-- TASK GOAL --
Repeat verbatim every line of the material, beginning at the line that holds "235, row 52." and ending at its last line.

-- RAW DATA --
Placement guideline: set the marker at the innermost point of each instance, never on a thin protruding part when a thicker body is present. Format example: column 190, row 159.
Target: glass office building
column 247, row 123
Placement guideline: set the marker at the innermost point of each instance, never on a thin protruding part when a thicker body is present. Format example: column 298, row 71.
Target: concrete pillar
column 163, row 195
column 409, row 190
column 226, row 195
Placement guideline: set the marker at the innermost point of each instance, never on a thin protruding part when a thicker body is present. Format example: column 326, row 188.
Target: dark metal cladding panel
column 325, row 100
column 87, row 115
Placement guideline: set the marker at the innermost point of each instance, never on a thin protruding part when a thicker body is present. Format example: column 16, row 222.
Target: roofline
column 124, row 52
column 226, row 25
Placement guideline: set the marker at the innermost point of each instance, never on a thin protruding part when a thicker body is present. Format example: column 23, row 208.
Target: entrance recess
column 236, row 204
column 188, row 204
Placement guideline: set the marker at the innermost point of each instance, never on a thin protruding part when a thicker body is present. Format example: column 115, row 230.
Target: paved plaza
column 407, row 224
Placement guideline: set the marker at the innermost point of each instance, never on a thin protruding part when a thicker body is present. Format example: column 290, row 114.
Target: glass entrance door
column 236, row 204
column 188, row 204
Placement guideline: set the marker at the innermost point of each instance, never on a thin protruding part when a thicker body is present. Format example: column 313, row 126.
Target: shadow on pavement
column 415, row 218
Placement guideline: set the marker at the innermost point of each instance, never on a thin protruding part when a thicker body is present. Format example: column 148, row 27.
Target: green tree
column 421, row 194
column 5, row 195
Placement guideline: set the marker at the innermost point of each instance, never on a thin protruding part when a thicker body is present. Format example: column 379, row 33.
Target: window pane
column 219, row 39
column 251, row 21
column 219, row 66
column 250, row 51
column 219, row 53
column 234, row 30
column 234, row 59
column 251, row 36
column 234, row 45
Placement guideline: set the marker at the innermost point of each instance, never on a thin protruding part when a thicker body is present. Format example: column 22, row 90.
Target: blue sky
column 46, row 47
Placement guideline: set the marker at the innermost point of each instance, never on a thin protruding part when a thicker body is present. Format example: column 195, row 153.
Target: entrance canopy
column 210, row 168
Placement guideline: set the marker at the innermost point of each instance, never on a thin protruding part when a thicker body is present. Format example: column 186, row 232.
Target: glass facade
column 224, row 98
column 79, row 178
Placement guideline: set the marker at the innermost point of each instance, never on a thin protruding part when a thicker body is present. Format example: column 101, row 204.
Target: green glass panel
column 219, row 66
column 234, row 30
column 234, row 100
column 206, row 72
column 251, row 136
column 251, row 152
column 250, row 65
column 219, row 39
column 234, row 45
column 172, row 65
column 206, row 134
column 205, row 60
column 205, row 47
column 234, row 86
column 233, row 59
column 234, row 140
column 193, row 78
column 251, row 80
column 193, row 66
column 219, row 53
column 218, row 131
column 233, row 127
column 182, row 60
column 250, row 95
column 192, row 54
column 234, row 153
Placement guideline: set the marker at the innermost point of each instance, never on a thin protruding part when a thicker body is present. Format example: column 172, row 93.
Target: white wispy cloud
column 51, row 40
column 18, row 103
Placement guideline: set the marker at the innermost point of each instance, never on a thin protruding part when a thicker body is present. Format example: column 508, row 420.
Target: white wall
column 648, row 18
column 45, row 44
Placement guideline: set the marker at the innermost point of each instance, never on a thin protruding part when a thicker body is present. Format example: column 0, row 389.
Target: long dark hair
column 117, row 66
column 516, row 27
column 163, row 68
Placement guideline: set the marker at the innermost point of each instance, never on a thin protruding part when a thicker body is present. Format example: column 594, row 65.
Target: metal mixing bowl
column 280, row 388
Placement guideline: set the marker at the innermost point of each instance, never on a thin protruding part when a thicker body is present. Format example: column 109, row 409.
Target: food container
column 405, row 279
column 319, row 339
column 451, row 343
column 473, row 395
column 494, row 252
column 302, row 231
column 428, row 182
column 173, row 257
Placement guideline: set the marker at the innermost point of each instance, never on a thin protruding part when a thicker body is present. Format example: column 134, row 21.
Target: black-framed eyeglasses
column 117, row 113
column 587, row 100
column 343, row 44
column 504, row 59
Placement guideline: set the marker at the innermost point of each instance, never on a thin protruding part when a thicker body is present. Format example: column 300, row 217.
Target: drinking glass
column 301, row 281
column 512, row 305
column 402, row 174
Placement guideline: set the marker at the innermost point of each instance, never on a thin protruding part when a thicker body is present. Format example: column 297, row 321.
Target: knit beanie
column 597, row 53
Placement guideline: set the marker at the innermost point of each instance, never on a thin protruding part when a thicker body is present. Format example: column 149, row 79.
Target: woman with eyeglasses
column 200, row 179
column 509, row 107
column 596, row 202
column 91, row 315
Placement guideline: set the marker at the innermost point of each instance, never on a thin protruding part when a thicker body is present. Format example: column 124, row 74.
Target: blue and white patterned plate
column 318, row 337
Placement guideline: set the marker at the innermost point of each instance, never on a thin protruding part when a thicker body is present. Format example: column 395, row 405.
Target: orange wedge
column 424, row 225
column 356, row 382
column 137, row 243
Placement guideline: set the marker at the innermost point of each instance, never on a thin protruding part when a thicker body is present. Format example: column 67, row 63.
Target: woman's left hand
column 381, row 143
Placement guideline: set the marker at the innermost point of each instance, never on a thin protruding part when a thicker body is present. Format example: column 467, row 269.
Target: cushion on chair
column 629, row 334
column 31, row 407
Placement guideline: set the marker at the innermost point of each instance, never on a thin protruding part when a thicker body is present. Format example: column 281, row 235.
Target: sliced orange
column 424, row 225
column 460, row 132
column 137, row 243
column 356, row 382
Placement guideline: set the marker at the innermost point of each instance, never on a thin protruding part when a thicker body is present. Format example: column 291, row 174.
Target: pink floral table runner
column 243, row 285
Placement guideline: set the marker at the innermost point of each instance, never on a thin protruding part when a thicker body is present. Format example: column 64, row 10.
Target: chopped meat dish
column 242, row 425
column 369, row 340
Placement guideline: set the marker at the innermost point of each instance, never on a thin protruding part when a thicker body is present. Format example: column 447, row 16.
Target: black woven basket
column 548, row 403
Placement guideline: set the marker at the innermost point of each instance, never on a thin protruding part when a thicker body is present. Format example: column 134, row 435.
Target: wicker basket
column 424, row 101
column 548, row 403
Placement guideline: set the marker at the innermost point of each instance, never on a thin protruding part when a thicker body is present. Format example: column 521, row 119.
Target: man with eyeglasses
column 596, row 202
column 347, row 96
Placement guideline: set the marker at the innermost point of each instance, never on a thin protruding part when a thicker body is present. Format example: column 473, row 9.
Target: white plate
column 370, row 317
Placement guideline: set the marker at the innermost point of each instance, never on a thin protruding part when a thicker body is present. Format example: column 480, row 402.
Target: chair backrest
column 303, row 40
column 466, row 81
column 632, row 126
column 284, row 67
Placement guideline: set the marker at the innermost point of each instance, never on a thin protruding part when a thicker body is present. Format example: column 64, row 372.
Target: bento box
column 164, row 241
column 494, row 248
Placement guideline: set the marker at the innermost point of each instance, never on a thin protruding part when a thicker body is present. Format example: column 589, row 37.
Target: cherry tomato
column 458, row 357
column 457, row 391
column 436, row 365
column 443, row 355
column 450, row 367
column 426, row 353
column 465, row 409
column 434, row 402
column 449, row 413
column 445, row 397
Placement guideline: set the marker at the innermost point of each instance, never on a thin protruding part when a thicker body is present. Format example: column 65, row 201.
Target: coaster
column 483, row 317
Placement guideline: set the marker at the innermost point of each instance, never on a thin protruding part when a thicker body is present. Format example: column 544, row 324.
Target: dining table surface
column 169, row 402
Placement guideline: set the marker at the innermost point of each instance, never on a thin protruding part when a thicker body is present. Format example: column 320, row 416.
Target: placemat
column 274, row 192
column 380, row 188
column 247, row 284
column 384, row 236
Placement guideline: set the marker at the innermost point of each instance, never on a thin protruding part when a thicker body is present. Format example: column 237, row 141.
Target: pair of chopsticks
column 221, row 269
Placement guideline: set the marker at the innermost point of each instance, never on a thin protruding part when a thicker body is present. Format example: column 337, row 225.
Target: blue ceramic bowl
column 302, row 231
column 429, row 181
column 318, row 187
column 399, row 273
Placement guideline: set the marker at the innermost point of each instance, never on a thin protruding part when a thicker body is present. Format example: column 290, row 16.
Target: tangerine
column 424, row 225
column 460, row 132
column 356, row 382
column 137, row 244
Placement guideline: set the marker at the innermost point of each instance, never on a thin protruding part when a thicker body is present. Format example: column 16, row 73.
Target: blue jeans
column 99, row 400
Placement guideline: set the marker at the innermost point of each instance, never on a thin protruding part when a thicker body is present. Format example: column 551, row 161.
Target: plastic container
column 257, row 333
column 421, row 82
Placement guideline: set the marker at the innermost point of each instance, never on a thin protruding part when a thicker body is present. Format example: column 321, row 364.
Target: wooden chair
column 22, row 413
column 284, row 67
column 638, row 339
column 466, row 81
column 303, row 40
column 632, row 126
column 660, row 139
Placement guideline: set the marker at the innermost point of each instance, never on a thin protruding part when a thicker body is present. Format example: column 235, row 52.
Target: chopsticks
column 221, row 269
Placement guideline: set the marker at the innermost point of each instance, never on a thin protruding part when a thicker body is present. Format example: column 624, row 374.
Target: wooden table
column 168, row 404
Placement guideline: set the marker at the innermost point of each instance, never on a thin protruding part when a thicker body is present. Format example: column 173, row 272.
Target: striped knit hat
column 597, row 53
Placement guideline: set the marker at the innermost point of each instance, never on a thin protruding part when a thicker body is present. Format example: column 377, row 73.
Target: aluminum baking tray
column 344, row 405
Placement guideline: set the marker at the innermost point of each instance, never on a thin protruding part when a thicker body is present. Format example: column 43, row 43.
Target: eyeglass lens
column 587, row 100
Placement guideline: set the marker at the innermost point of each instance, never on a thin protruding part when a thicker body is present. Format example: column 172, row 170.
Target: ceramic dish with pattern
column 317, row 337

-- RESULT FOR THIS TASK --
Placement guideline: set the marker at the innermost point of each instance, never on a thin protruding part when a thicker body is present. Format example: column 235, row 52.
Target: chopsticks
column 221, row 269
Placement guideline: set the marker at the innermost point of each instance, never on a thin protruding part when a thicker body is present. Format example: column 624, row 374.
Target: wooden table
column 168, row 404
Placement guideline: set the marker at the innermost point of each instance, never on a thin protruding part when a thicker body is present. Format example: column 173, row 272.
Target: striped knit hat
column 597, row 53
Placement guideline: set the marker at the innermost point of each instance, never on a thin protruding part when a thicker body is present. Format example: column 377, row 73.
Target: aluminum baking tray
column 344, row 405
Placement guideline: set the marker at the innermost point of each instance, never on a thin protruding part when a thicker body is present. Format example: column 43, row 43.
Target: eyeglass lens
column 587, row 100
Placement guideline: set the marker at the innermost point of each instance, never on a thin protruding part when a thicker body is present. Format example: column 172, row 170.
Target: ceramic dish with pattern
column 317, row 337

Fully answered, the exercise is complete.